::: RECORDS TO USE

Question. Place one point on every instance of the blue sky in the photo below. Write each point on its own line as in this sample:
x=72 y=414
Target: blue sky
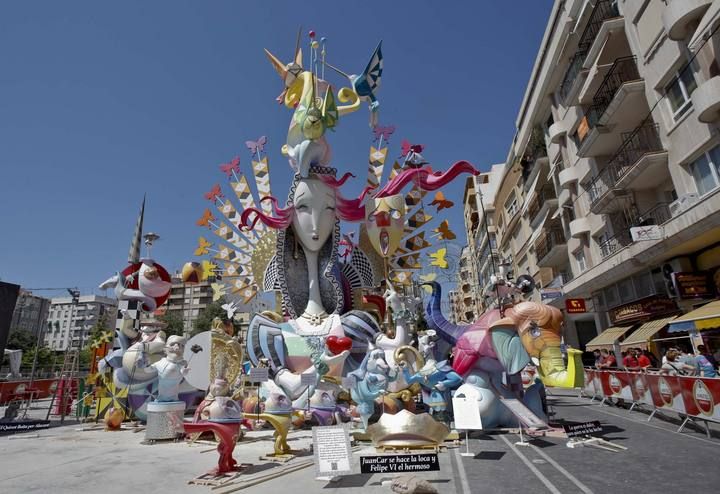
x=102 y=102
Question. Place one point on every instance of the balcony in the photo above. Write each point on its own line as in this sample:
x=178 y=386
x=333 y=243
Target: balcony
x=680 y=16
x=623 y=88
x=550 y=247
x=556 y=132
x=706 y=100
x=657 y=215
x=641 y=162
x=544 y=200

::::::

**DESCRIPTION OF THE TASK:** Lines containing the string "Place" are the ones to copy from the entries above.

**OUTPUT BELOW:**
Question. Place one point on every instance of the blue sky in the photo below. Write each point on its own line as in this sample:
Question. Place one point on every instance of the balcony in the photo above. Write each point on its own line as in this sample:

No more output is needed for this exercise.